Sentado frente al televisor, mi hermano no solo mira el partido: también lo juega, corriendo de un lado a otro, saltando cuando hay que cobrar un tiro de esquina y celebrando cada gol. Otras veces lo narra en voz alta:
—¡Atención! Minuto 78 en El Campín, el marcador está 1-1, y el clásico capitalino se ha vivido con una intensidad digna de final. El balón lo tiene Santa Fe en el medio campo… la toca Torres, la pisa, la acomoda y lanza un pase que rompe líneas...
—¡Aparece Rodallega por la izquierda! ¡Qué control! La bajó con clase, gira sobre su eje, encara a Perlaza… ¡lo deja en el camino con un enganche!
—Se mete al área, levanta la cabeza… ¡Centro al segundo palo! ¡Viene Zuluaga! ¡ZUUUULUAAAAGAAA!
—¡GOOOOOOL DE SANTA FÉEEEEE! ¡GOOOOOOL CARDENAL!
A medida que la pelota recorre la cancha, él recita alineaciones, estadísticas de jugadores y anécdotas de mundiales pasados.
Mi hermano es mi persona favorita en el mundo. Siempre ha sabido habitar mi corazón y latir junto a él de maneras en las que nadie nunca ha podido. Con 25 años, pelo y ojos negros, tez un poco más morena que la mía y 1.77 metros de altura, vive el fútbol con una pasión inconmensurable. Su amor por Santa Fe, herencia de mi papá, se nota en cada conversación, en cada análisis de jugadas, en la emoción con la que espera cada partido y en la camiseta del equipo que tiene desde el 2010.

→ INFORMACIÓN MOSTRADA:

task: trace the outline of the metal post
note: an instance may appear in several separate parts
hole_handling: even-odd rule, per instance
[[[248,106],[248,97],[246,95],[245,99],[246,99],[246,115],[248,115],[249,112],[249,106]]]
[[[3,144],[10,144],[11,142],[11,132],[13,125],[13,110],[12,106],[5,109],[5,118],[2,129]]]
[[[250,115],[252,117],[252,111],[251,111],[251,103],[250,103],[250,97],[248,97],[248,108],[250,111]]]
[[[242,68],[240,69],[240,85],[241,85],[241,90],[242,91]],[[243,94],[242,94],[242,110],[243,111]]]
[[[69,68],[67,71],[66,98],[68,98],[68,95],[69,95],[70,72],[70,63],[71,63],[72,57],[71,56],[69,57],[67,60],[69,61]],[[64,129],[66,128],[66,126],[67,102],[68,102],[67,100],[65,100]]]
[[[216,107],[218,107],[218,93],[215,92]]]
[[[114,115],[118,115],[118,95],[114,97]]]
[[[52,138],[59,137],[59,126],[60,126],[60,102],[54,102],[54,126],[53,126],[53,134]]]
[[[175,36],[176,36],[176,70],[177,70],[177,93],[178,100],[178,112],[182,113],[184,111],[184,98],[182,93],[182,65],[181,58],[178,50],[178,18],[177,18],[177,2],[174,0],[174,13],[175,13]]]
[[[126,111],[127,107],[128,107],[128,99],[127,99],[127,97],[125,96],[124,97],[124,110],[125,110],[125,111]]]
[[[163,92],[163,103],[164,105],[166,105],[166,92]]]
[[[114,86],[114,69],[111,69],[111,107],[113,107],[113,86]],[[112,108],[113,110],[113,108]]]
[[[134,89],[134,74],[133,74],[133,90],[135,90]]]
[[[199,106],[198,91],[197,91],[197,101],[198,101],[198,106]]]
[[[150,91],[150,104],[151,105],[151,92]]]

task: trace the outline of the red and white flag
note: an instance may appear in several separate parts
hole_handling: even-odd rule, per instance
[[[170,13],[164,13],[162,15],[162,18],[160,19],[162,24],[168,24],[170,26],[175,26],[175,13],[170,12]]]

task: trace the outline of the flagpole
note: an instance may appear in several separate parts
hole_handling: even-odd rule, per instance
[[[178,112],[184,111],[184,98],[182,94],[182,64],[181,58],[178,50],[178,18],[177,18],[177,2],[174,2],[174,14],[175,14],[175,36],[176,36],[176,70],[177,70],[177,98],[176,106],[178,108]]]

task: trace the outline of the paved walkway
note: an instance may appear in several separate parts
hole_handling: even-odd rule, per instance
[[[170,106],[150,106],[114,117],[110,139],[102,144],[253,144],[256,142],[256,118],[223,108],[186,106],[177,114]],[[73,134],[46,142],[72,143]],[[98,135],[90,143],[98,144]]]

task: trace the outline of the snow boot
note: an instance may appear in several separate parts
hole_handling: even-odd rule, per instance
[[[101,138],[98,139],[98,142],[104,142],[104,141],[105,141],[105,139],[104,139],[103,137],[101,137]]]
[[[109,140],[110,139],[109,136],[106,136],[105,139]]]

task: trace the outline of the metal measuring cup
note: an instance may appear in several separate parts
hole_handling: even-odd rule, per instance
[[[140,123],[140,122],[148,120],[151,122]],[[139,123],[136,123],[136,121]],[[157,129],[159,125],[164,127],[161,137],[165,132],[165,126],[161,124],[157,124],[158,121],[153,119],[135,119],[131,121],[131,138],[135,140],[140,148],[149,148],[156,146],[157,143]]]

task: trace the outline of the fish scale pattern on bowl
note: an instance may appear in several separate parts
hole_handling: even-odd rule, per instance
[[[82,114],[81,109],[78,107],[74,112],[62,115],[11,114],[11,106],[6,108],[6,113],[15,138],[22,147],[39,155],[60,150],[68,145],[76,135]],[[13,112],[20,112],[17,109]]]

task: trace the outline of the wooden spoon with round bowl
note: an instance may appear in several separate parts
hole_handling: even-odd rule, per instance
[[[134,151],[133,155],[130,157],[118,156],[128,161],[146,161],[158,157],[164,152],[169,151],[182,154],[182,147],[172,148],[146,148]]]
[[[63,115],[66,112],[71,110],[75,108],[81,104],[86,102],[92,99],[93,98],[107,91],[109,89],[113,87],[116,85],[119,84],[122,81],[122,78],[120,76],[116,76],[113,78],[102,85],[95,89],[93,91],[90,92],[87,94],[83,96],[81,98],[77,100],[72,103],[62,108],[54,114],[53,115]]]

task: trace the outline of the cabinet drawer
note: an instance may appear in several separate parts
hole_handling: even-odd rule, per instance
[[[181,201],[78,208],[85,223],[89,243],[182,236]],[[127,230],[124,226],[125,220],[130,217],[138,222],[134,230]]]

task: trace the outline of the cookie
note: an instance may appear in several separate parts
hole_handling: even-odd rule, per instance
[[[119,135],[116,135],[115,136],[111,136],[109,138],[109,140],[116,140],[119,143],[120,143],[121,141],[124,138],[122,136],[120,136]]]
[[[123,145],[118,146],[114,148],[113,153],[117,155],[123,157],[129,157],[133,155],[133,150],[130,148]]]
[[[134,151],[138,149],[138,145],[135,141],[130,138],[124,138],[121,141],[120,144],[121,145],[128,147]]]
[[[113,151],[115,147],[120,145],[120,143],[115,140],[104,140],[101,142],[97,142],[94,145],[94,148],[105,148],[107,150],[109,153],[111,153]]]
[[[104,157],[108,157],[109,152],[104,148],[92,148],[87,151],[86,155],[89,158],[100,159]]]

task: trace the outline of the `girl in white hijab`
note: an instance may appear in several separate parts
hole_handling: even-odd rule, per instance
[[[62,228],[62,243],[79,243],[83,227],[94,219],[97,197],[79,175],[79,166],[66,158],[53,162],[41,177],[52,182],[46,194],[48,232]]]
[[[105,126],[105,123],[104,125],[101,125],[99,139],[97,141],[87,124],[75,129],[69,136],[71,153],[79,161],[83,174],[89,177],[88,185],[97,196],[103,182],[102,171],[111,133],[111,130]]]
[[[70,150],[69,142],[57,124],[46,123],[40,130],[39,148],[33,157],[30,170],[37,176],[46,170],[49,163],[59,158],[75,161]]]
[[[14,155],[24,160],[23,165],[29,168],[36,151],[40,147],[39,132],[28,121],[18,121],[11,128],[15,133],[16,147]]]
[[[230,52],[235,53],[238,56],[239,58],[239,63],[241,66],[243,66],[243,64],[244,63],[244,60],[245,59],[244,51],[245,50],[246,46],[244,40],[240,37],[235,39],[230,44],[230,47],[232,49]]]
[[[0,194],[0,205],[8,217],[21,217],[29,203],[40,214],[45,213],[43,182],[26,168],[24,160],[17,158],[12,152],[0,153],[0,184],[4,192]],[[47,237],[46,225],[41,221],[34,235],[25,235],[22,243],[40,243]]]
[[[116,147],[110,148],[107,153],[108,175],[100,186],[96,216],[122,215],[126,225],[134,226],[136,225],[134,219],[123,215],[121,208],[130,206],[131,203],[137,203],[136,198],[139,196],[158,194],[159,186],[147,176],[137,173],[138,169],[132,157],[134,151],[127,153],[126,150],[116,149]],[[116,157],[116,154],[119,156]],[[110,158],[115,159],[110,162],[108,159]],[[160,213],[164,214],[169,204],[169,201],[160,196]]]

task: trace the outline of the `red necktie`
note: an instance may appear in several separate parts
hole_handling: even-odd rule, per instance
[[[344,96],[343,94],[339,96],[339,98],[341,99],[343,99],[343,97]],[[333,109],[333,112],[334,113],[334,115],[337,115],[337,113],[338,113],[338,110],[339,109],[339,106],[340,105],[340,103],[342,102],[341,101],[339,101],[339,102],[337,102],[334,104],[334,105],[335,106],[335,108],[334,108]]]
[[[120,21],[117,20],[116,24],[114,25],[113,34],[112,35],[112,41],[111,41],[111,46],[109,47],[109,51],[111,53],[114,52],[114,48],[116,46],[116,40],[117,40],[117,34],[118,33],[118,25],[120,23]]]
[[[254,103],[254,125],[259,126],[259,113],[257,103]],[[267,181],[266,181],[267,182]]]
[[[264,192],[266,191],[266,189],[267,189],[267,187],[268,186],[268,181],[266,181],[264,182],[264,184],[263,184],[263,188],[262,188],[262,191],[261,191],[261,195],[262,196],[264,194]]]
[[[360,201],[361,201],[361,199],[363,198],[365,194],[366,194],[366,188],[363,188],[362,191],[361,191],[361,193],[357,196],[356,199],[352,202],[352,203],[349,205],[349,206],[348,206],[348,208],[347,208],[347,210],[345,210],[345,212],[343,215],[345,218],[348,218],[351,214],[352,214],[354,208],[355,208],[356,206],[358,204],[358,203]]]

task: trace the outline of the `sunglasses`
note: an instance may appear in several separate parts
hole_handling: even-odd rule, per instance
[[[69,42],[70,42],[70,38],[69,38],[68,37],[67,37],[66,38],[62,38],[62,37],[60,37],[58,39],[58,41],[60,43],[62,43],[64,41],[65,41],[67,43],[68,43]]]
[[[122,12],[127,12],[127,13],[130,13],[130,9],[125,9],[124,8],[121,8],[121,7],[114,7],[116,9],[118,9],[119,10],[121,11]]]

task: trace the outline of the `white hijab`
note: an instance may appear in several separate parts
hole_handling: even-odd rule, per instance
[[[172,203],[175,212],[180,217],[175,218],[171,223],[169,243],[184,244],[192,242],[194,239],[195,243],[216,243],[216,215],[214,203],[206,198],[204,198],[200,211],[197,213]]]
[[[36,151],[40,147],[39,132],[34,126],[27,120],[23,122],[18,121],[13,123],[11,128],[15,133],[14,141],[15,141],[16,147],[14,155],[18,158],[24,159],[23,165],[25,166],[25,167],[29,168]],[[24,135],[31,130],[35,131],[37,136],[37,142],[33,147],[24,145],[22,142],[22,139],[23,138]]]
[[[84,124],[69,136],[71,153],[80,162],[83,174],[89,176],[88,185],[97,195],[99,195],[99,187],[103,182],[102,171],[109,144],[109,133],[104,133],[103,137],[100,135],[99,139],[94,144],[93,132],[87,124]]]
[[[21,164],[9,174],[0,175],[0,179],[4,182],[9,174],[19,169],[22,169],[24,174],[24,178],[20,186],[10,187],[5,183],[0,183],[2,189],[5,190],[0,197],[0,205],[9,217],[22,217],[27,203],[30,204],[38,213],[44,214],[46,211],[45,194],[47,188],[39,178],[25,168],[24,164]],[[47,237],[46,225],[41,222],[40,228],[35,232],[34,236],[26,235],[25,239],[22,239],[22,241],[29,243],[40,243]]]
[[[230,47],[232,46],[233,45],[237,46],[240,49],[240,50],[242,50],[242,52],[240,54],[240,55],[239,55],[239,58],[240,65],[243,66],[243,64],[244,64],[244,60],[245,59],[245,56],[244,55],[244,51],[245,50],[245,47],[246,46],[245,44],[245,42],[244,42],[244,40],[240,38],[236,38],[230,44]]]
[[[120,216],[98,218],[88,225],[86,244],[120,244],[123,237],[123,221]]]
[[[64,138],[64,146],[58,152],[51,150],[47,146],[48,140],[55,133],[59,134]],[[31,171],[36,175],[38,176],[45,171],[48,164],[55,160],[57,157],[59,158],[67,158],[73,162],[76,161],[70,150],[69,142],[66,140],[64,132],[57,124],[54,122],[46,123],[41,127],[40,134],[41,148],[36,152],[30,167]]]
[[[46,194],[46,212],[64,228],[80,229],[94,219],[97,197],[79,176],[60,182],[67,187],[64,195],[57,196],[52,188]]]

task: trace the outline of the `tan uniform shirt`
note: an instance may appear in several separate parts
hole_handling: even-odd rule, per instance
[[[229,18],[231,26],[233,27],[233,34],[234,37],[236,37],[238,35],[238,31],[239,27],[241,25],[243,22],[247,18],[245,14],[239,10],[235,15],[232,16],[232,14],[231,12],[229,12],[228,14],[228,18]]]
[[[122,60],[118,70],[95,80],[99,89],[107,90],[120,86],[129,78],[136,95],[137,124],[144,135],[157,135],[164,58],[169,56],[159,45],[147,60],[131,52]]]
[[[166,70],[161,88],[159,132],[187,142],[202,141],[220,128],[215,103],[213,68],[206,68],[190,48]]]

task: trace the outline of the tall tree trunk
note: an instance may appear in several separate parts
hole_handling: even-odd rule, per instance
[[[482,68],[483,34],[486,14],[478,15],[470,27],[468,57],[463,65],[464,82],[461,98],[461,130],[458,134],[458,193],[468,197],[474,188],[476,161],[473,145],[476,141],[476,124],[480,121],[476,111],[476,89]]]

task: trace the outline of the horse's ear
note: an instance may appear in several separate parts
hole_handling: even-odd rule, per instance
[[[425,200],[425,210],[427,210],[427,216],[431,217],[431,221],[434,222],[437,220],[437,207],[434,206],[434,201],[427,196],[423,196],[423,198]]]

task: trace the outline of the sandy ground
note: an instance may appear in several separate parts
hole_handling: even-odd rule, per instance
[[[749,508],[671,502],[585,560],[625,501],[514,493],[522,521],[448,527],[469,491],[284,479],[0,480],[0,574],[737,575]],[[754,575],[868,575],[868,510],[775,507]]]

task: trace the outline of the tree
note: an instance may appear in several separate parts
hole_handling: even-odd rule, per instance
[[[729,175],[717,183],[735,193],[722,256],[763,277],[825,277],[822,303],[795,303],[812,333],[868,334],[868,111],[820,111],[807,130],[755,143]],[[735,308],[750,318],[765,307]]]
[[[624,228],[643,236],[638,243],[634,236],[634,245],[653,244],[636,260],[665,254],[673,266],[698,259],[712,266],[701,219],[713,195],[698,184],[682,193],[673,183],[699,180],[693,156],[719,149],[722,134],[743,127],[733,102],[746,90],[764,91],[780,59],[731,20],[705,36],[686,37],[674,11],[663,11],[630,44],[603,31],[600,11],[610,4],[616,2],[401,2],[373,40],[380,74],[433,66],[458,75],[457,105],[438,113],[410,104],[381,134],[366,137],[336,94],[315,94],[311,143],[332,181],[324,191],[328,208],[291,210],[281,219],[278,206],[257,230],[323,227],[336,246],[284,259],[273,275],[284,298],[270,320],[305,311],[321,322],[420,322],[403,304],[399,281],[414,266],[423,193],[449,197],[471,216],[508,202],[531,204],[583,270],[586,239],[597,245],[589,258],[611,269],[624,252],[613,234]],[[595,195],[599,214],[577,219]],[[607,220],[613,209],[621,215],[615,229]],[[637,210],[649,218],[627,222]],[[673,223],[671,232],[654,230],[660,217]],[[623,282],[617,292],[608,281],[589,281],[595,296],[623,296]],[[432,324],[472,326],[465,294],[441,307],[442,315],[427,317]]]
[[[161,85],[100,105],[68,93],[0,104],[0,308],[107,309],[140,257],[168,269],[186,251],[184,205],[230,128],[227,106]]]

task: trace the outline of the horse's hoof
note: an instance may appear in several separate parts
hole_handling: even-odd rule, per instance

→ COMPLETA LO SIGUIENTE:
[A] En el fragmento sobre el hermano aficionado al fútbol, ¿desde qué año tiene el hermano la camiseta del equipo?
[B] Reescribe el pasaje del fragmento sobre el hermano aficionado al fútbol que comienza en "Sentado frente al" y termina en "palo! ¡Viene Zuluaga! ¡ZUUUULUAAAAGAAA!", y sustituye "balón" por "esférico".
Los ítems provienen de una fuente distinta a la del fragmento.

→ TUS RESPUESTAS:
[A] Desde el 2010.

[B]
Sentado frente al televisor, mi hermano no solo mira el partido: también lo juega, corriendo de un lado a otro, saltando cuando hay que cobrar un tiro de esquina y celebrando cada gol. Otras veces lo narra en voz alta:
—¡Atención! Minuto 78 en El Campín, el marcador está 1-1, y el clásico capitalino se ha vivido con una intensidad digna de final. El esférico lo tiene Santa Fe en el medio campo… la toca Torres, la pisa, la acomoda y lanza un pase que rompe líneas...
—¡Aparece Rodallega por la izquierda! ¡Qué control! La bajó con clase, gira sobre su eje, encara a Perlaza… ¡lo deja en el camino con un enganche!
—Se mete al área, levanta la cabeza… ¡Centro al segundo palo! ¡Viene Zuluaga! ¡ZUUUULUAAAAGAAA!